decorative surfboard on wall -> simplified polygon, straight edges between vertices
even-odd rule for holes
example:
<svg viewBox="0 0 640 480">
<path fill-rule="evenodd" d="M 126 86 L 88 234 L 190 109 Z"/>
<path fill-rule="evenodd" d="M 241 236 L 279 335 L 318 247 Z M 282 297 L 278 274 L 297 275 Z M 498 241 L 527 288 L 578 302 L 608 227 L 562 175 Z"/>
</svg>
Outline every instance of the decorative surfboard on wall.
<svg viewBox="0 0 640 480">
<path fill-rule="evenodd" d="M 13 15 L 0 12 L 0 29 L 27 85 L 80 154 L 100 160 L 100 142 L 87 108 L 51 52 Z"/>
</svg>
--- --- ---
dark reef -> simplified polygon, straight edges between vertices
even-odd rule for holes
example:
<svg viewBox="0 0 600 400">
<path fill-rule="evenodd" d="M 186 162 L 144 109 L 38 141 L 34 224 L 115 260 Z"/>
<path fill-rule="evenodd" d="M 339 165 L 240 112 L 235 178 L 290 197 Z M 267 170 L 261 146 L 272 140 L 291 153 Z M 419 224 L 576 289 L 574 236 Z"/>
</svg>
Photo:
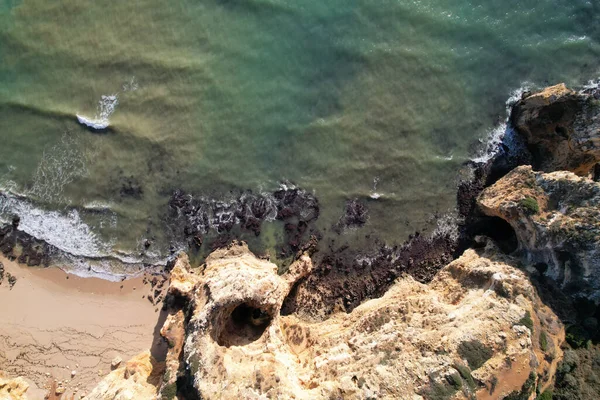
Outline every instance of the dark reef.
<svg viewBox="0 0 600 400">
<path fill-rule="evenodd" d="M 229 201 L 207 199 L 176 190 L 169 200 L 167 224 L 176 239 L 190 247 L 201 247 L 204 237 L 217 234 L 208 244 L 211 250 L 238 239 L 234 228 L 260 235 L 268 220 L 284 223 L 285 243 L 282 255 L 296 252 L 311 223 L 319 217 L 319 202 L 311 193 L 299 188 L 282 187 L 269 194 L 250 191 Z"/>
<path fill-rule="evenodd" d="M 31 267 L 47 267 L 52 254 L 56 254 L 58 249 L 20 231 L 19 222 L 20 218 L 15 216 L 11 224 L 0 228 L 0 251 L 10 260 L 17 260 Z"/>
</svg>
--- --- ---
● **Work required**:
Every line holding the string "vertices" should be copied here, so please find those lines in the data.

● **Result**:
decorative surfboard on wall -> simplified polygon, straight edges between vertices
dark reef -> simplified polygon, straight edges between vertices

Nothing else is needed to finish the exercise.